Don't get swiped by the Tinder Swindler: Romance fraud spoils Valentine's Day

Fraud and Financial Crime

Ed Adshead Grant

Ed Adshead-Grant

Feb 14, 2022

It has been covered by everyone from Ella Fitzgerald to Seal to Tony Bennett and Lady Gaga. The lyrics of “Love For Sale” (Cole Porter) are a little bittersweet for Valentine’s Day. “Love for sale; Who will buy?” But then again, for some unfortunate love-seekers this year the song carries a bit of irony. Because there’s plenty of us out there who have answered those questions from would-be lovers with a little bit of fraud attached. This is looking like another year of “romance fraud” all over the world. But in the UK , the real tragedy is that it could have been easily avoided using Confirmation of Payee (CoP).

Before we get to some actual stories of romance fraud, and lest you think this is a little bit of occasional “fraud lite.” think again. According to the U.S. Federal Trade Commission, romance fraud cost Americans $547 million in 2021, and it has been the biggest fraud category it measures over the past five years. UK Finance reports that 38% of people who have entered online relationships have been asked for money. No wonder “The Tinder Swindler” is the number one trending documentary on Netflix.

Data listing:
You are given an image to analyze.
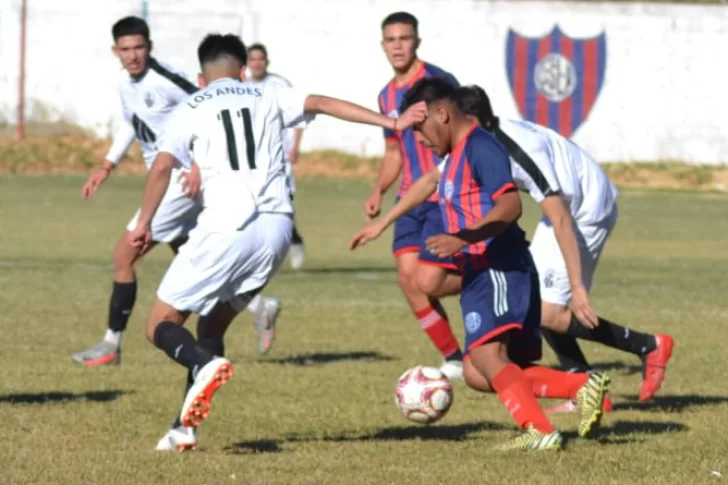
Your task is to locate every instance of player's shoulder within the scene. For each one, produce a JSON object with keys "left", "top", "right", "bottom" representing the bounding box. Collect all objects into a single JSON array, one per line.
[
  {"left": 423, "top": 61, "right": 459, "bottom": 86},
  {"left": 147, "top": 57, "right": 199, "bottom": 94}
]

• [Exercise instructions] Summarize the romance fraud article above in two sentences.

• [Full solution] Romance fraud is looking widespread around the world again this Valentine's Day, and in the UK it could have been easily avoided using Confirmation of Payee. The U.S. Federal Trade Commission says romance fraud cost Americans $547 million in 2021 and has been the biggest fraud category it measures over the past five years, while UK Finance reports that 38% of people in online relationships have been asked for money.